_Objective:_
Return, unchanged, the lines from the one containing "310, row 111." up to and including the one containing "column 160, row 88". Give back only those lines.

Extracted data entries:
--- BEGIN ---

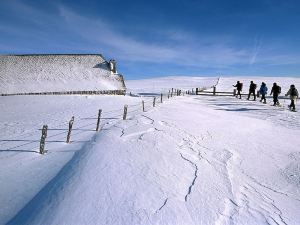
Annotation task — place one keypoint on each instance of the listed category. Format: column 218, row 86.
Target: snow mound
column 56, row 73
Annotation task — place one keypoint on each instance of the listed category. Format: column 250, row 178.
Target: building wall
column 56, row 73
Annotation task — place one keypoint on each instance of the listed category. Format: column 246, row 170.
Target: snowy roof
column 56, row 73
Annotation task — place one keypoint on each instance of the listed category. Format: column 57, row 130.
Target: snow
column 56, row 73
column 189, row 160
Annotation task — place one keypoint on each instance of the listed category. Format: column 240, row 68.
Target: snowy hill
column 189, row 160
column 56, row 73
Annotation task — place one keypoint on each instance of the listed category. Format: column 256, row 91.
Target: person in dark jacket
column 293, row 93
column 263, row 91
column 276, row 90
column 239, row 87
column 252, row 88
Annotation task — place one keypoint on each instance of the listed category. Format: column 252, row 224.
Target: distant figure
column 263, row 91
column 276, row 90
column 252, row 88
column 293, row 93
column 239, row 87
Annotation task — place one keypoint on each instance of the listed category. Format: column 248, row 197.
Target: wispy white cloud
column 66, row 29
column 256, row 49
column 184, row 48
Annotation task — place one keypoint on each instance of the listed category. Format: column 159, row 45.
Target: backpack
column 293, row 92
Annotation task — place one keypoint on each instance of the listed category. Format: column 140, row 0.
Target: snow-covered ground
column 189, row 160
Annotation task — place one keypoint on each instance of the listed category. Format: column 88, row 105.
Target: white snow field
column 189, row 160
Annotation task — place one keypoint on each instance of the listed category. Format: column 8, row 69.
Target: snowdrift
column 56, row 73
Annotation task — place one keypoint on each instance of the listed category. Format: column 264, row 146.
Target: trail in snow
column 196, row 160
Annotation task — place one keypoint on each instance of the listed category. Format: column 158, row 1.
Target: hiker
column 263, row 91
column 276, row 90
column 252, row 88
column 293, row 93
column 239, row 87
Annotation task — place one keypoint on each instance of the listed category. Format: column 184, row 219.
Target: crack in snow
column 195, row 176
column 163, row 205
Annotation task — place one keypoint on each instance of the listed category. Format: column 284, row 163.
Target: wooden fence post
column 43, row 138
column 98, row 120
column 125, row 112
column 70, row 129
column 143, row 103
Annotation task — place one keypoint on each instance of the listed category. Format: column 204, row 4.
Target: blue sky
column 161, row 37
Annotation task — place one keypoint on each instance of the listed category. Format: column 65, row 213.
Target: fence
column 108, row 118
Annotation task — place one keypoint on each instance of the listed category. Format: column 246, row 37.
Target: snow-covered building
column 59, row 74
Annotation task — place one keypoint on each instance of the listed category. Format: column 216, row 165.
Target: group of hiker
column 263, row 91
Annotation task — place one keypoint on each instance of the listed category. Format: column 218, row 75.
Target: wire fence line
column 57, row 133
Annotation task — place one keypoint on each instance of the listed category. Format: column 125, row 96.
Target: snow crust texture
column 56, row 73
column 189, row 160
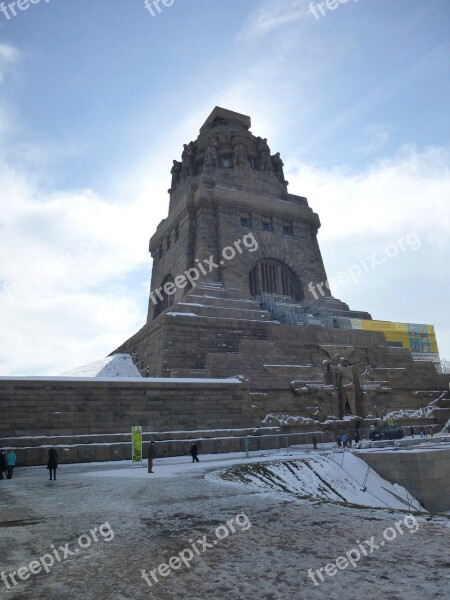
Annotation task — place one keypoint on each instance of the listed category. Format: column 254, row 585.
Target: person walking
column 11, row 459
column 151, row 455
column 194, row 453
column 2, row 463
column 52, row 463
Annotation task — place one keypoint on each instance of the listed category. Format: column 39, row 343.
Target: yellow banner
column 136, row 438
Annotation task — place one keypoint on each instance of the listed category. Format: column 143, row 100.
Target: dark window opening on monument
column 273, row 278
column 167, row 300
column 287, row 228
column 246, row 219
column 267, row 224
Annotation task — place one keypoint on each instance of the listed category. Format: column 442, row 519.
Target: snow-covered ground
column 248, row 541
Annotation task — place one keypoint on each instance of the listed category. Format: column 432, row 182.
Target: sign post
column 136, row 438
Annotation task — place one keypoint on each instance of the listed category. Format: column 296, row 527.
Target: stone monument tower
column 234, row 291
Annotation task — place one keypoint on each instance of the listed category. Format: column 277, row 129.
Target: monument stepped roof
column 227, row 115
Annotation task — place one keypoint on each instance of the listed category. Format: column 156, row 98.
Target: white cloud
column 272, row 15
column 68, row 256
column 8, row 56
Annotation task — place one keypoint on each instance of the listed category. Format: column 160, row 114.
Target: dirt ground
column 245, row 543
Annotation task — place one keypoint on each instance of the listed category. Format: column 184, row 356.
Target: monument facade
column 236, row 269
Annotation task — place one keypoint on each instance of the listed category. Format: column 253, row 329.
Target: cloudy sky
column 98, row 96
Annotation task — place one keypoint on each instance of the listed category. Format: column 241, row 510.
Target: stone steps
column 32, row 451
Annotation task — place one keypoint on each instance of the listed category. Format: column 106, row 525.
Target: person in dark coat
column 10, row 464
column 151, row 455
column 2, row 463
column 194, row 453
column 52, row 463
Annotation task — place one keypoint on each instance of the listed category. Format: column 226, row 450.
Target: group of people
column 7, row 463
column 151, row 453
column 423, row 431
column 345, row 439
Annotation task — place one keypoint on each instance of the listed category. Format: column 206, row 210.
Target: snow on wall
column 117, row 365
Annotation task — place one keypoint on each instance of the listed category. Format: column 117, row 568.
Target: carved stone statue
column 343, row 380
column 175, row 172
column 278, row 164
column 265, row 160
column 240, row 152
column 211, row 157
column 187, row 161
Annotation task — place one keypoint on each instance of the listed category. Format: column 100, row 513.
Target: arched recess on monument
column 274, row 277
column 167, row 300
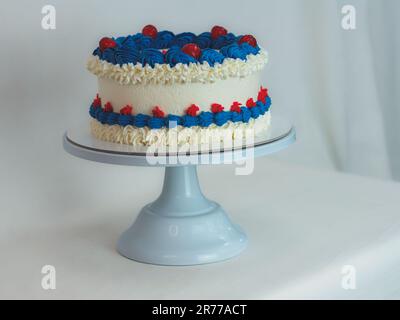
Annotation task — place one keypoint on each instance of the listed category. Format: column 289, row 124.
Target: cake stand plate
column 181, row 227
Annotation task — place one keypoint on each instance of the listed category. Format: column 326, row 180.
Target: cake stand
column 181, row 227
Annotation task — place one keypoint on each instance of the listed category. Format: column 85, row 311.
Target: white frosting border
column 181, row 73
column 179, row 135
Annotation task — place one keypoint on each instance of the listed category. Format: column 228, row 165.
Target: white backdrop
column 339, row 87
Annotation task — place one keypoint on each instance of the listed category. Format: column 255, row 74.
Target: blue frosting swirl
column 246, row 114
column 151, row 57
column 203, row 40
column 102, row 117
column 141, row 120
column 141, row 41
column 206, row 118
column 203, row 119
column 223, row 41
column 173, row 121
column 175, row 56
column 183, row 38
column 222, row 117
column 255, row 112
column 156, row 123
column 211, row 56
column 190, row 121
column 227, row 45
column 163, row 39
column 261, row 106
column 125, row 120
column 233, row 51
column 129, row 42
column 126, row 55
column 97, row 52
column 236, row 116
column 112, row 118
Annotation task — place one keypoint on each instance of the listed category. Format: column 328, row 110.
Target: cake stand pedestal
column 181, row 227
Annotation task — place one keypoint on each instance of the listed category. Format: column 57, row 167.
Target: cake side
column 149, row 87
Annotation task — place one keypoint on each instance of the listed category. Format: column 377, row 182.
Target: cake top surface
column 165, row 57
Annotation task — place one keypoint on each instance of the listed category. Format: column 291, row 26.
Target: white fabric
column 304, row 226
column 341, row 88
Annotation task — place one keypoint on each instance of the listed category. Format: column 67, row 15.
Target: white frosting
column 175, row 99
column 181, row 73
column 179, row 135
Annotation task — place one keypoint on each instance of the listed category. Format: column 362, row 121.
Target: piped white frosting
column 181, row 73
column 179, row 135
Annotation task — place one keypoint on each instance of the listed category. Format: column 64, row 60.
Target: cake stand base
column 182, row 227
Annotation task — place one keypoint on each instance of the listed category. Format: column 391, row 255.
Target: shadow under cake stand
column 181, row 227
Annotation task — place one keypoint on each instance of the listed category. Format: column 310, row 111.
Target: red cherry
column 97, row 101
column 192, row 49
column 150, row 31
column 106, row 43
column 127, row 110
column 218, row 31
column 249, row 39
column 108, row 107
column 250, row 103
column 235, row 107
column 192, row 110
column 262, row 95
column 216, row 107
column 157, row 112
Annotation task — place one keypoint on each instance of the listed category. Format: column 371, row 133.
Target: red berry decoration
column 106, row 43
column 192, row 49
column 262, row 95
column 157, row 112
column 216, row 107
column 97, row 101
column 250, row 103
column 192, row 110
column 127, row 110
column 249, row 39
column 235, row 107
column 218, row 31
column 108, row 107
column 150, row 31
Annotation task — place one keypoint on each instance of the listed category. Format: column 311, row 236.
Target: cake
column 160, row 88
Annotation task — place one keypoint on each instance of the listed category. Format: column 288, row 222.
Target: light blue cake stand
column 181, row 227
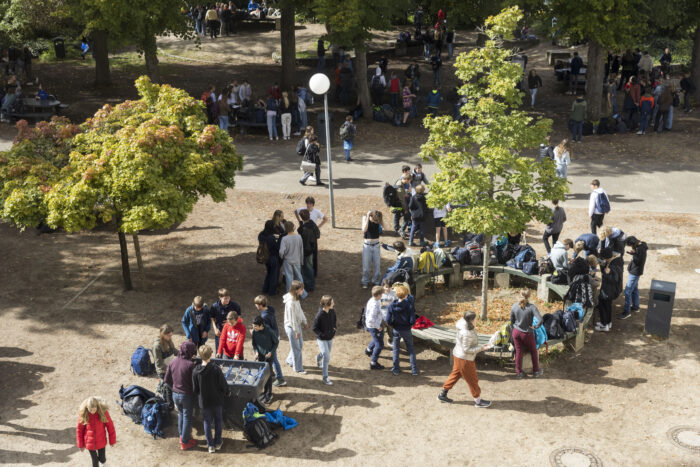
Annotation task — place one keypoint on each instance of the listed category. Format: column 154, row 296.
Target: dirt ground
column 69, row 329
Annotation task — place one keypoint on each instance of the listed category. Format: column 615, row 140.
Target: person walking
column 534, row 82
column 294, row 320
column 210, row 387
column 521, row 318
column 401, row 316
column 464, row 366
column 325, row 325
column 372, row 224
column 94, row 427
column 562, row 158
column 554, row 228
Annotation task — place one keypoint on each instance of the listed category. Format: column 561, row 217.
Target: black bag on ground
column 259, row 433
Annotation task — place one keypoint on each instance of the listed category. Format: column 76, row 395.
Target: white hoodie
column 293, row 314
column 467, row 342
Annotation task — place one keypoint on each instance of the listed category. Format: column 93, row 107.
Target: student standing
column 325, row 326
column 521, row 318
column 267, row 313
column 554, row 228
column 373, row 324
column 401, row 316
column 464, row 366
column 163, row 348
column 211, row 388
column 93, row 422
column 265, row 343
column 294, row 319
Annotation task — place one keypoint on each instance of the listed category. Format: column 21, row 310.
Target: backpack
column 141, row 363
column 301, row 147
column 259, row 432
column 133, row 398
column 262, row 255
column 602, row 203
column 154, row 416
column 426, row 262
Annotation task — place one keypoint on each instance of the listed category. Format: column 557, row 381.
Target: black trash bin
column 59, row 46
column 321, row 130
column 661, row 296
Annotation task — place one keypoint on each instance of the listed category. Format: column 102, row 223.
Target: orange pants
column 463, row 369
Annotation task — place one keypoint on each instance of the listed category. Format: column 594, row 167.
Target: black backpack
column 259, row 433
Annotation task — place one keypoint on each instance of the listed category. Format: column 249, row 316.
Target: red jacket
column 92, row 436
column 231, row 340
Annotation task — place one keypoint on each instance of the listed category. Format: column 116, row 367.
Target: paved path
column 659, row 187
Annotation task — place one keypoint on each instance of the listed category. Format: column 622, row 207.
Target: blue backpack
column 155, row 416
column 141, row 363
column 602, row 203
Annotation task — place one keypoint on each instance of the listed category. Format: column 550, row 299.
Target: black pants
column 97, row 457
column 545, row 239
column 596, row 221
column 605, row 311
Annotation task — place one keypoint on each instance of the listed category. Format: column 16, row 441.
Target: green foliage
column 144, row 163
column 481, row 164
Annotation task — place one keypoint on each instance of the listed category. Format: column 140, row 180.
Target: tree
column 606, row 24
column 480, row 165
column 138, row 165
column 350, row 23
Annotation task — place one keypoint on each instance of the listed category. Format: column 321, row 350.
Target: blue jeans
column 324, row 355
column 371, row 260
column 376, row 345
column 408, row 339
column 215, row 416
column 632, row 293
column 184, row 404
column 272, row 126
column 292, row 272
column 416, row 225
column 295, row 346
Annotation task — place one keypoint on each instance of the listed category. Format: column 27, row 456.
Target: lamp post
column 320, row 84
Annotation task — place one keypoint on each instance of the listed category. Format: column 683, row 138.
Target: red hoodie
column 231, row 340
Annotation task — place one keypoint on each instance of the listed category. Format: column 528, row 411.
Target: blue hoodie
column 402, row 315
column 194, row 323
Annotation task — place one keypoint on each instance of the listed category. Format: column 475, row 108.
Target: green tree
column 138, row 165
column 606, row 24
column 480, row 165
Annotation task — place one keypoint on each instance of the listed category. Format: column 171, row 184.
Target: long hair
column 92, row 402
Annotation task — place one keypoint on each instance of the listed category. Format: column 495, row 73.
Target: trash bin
column 321, row 130
column 661, row 296
column 59, row 46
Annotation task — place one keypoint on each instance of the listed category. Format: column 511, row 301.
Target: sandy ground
column 69, row 329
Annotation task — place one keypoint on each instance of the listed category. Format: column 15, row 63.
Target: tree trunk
column 486, row 253
column 150, row 54
column 289, row 51
column 695, row 63
column 126, row 273
column 362, row 85
column 595, row 75
column 99, row 42
column 137, row 251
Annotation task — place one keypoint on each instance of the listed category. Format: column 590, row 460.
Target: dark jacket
column 401, row 314
column 309, row 235
column 179, row 373
column 639, row 258
column 219, row 312
column 268, row 316
column 209, row 385
column 325, row 324
column 264, row 342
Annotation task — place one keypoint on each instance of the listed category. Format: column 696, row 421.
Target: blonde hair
column 524, row 296
column 92, row 402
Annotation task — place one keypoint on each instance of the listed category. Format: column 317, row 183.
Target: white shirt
column 315, row 215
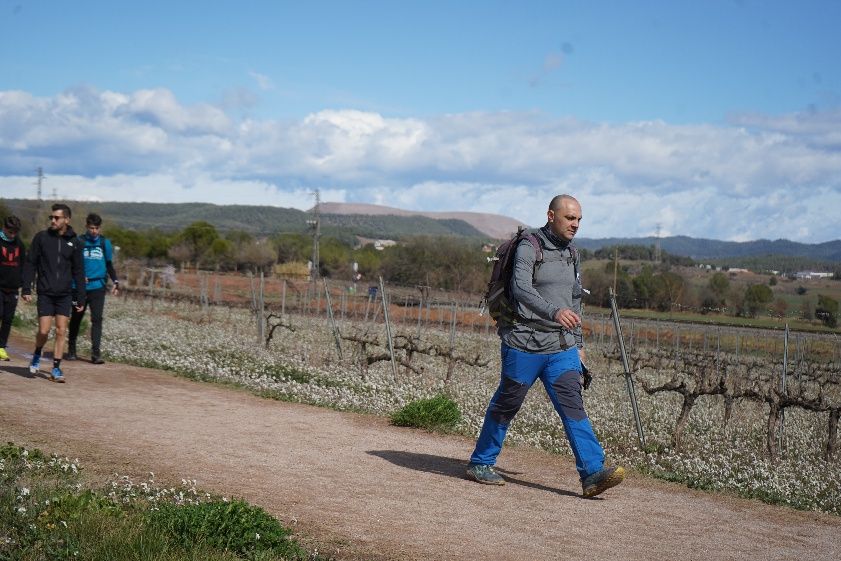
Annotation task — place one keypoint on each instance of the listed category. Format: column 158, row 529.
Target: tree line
column 647, row 278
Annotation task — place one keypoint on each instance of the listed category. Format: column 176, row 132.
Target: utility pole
column 315, row 225
column 657, row 253
column 39, row 212
column 615, row 267
column 40, row 182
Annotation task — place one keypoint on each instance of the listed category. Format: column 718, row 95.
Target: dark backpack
column 497, row 299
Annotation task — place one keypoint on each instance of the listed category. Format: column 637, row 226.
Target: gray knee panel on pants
column 567, row 388
column 510, row 399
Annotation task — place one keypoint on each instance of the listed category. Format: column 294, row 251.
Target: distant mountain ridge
column 700, row 248
column 346, row 220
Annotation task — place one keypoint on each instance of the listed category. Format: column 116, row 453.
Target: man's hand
column 568, row 319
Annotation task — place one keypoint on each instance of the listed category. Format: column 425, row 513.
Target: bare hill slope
column 494, row 225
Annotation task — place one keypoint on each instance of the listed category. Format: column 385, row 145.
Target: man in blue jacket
column 55, row 260
column 98, row 254
column 545, row 341
column 12, row 256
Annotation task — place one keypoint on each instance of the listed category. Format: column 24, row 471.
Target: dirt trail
column 372, row 491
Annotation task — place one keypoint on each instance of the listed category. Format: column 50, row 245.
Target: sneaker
column 599, row 482
column 57, row 376
column 484, row 473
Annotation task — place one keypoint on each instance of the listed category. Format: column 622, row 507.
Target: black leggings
column 8, row 303
column 96, row 301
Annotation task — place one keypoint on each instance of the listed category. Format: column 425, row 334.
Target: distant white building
column 808, row 275
column 382, row 244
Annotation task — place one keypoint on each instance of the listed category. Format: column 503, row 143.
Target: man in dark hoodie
column 12, row 255
column 55, row 258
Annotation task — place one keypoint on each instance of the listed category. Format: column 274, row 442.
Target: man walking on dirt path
column 98, row 255
column 55, row 261
column 544, row 341
column 12, row 255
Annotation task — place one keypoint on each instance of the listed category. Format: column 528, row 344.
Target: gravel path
column 366, row 490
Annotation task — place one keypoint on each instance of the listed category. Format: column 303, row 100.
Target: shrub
column 233, row 526
column 435, row 413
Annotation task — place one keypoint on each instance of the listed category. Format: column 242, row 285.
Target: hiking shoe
column 599, row 482
column 484, row 473
column 56, row 375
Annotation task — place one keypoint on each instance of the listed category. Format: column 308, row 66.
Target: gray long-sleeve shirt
column 539, row 293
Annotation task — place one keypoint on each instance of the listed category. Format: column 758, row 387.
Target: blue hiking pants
column 561, row 376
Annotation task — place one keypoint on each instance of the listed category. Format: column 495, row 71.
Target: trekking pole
column 629, row 381
column 781, row 434
column 335, row 327
column 388, row 329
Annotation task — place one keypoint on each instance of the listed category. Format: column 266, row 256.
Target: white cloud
column 757, row 177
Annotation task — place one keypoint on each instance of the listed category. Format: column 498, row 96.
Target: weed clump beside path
column 47, row 513
column 439, row 413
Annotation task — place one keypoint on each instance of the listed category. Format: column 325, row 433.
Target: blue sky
column 718, row 119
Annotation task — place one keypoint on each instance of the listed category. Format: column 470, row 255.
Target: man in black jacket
column 12, row 256
column 55, row 258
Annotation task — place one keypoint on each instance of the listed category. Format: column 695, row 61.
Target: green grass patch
column 47, row 514
column 439, row 413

--- END ---

_In response:_
Annotation task — place one keypoint on each instance of the listed category. Format: column 310, row 111.
Target: red cherry
column 97, row 101
column 192, row 49
column 150, row 31
column 106, row 43
column 127, row 110
column 218, row 31
column 249, row 39
column 108, row 107
column 250, row 103
column 235, row 107
column 192, row 110
column 262, row 95
column 216, row 107
column 157, row 112
Annotation task — place one keypoint on each instance of the listed category. Format: column 371, row 133.
Target: red berry decoration
column 106, row 43
column 192, row 49
column 262, row 95
column 157, row 112
column 216, row 107
column 97, row 101
column 250, row 103
column 192, row 110
column 127, row 110
column 249, row 39
column 235, row 107
column 218, row 31
column 108, row 107
column 150, row 31
Annotation task — place one keypoint on each instance of the listed category. Format: column 311, row 236.
Target: cake
column 160, row 88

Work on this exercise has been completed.